TASK STATEMENT:
Write out the rows again, requests included, starting at the beginning of the rows and going on through the line with "point(327, 307)". Shift each number in the answer coordinates up by 46, and leave the sample coordinates in the requests as they are.

— START OF SOURCE RECORDS —

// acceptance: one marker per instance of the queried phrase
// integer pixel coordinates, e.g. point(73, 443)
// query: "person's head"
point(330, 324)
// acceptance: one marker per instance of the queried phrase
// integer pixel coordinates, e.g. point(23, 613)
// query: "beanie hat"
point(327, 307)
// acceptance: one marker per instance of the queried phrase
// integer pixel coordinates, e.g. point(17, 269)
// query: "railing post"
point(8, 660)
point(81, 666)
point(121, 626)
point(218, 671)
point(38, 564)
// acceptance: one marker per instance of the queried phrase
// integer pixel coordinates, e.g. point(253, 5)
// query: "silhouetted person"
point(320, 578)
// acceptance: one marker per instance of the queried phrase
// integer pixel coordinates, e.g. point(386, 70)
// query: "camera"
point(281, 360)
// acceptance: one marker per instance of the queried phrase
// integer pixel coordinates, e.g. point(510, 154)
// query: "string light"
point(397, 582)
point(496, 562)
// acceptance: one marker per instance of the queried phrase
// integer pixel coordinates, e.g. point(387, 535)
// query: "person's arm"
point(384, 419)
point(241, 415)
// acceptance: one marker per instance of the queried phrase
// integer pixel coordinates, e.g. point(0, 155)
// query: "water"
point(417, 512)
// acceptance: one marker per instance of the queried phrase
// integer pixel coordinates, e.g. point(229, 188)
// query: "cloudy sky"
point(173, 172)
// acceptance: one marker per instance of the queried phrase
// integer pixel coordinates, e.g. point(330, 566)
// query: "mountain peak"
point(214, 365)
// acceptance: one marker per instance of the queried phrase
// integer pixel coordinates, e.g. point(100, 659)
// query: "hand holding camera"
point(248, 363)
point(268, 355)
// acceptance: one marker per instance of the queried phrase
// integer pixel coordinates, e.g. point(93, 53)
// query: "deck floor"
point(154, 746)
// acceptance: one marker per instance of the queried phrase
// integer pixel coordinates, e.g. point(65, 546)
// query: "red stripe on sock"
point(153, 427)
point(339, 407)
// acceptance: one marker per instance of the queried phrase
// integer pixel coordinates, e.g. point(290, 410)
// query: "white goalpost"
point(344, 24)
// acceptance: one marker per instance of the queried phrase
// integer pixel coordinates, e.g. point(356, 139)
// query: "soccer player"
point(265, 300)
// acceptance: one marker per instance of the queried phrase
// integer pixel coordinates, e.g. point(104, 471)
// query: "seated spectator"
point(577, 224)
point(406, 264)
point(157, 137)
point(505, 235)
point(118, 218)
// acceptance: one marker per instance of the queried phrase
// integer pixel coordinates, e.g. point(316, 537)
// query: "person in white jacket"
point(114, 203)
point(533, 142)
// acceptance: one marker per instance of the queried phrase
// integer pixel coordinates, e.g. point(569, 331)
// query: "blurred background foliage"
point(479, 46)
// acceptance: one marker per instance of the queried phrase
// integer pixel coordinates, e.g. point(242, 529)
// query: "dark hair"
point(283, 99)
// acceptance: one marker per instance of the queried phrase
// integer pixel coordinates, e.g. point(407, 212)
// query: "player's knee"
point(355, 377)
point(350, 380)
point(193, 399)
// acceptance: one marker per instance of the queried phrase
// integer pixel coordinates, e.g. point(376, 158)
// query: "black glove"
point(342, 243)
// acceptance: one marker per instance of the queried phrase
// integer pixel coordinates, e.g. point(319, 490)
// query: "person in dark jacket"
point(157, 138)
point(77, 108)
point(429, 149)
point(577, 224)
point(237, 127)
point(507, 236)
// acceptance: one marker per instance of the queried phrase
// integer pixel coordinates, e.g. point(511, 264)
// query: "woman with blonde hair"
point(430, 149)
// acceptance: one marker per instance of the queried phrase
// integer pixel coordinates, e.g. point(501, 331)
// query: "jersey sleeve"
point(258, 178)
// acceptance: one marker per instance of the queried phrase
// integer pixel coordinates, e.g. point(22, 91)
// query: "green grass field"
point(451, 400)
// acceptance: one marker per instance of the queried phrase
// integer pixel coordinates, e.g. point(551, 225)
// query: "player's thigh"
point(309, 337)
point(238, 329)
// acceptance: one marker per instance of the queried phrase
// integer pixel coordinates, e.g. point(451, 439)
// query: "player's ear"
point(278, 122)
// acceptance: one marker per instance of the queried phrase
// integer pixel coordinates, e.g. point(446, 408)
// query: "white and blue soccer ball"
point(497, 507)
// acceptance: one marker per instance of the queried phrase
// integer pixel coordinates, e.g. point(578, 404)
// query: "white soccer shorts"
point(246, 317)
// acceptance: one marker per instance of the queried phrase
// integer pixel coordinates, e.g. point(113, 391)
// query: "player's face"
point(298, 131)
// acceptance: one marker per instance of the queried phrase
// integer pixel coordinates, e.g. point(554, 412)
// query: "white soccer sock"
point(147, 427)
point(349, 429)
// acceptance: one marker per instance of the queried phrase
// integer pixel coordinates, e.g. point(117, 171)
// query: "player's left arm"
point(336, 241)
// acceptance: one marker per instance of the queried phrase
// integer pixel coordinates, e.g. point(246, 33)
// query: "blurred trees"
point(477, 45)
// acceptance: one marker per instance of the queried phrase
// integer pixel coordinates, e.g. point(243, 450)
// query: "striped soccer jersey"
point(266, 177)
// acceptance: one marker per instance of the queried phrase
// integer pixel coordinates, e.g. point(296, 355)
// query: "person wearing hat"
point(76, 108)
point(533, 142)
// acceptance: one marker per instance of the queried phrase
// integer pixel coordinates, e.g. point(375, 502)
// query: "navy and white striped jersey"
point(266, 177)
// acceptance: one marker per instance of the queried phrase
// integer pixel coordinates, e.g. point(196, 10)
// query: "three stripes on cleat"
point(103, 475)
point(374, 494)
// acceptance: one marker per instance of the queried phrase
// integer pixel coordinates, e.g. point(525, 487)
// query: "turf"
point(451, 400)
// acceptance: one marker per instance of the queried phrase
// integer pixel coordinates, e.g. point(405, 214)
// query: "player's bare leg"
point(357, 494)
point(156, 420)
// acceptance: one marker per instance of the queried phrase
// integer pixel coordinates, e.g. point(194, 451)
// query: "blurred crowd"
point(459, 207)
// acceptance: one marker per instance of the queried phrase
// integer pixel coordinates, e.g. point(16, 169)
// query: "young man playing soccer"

— END OF SOURCE RECORDS —

ANSWER FOR THE TASK:
// acceptance: one marker per instance of the queried phrase
// integer pixel coordinates, e.g. point(73, 443)
// query: "person's head"
point(376, 370)
// acceptance: one marker per instance of the queried phrase
// integer pixel coordinates, e.g. point(23, 613)
// query: "beanie hat"
point(373, 353)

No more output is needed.